Records from a collection:
# # #

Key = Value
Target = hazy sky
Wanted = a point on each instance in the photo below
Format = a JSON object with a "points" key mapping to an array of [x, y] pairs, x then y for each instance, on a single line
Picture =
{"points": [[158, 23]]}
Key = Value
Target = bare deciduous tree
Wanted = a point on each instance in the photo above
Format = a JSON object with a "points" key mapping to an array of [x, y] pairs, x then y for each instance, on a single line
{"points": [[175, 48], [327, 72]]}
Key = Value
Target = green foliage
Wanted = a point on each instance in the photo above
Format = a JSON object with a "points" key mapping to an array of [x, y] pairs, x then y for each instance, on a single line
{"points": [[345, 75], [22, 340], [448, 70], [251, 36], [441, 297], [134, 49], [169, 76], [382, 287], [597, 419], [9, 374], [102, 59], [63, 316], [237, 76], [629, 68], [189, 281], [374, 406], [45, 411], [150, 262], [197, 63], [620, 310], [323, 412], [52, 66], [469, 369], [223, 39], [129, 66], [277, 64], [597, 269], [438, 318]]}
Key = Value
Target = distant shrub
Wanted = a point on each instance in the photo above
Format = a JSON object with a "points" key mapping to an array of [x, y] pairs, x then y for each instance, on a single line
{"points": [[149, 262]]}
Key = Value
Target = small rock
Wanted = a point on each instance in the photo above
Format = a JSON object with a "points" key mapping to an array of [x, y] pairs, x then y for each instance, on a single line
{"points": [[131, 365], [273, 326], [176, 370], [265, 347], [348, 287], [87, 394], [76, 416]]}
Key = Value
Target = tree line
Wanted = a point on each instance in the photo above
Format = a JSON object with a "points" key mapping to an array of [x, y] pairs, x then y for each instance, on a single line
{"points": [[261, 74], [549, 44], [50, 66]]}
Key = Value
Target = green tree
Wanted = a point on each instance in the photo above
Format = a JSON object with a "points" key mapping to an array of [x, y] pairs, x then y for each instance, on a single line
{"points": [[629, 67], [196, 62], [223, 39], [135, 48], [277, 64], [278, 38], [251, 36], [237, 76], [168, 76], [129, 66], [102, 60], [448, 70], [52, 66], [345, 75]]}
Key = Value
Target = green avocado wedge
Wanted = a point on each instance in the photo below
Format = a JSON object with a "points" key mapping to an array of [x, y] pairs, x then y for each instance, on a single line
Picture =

# # #

What needs to be done:
From the entries above, list each line with "green" in it.

Solution:
Target = green foliage
Target = green tree
Target = green avocado wedge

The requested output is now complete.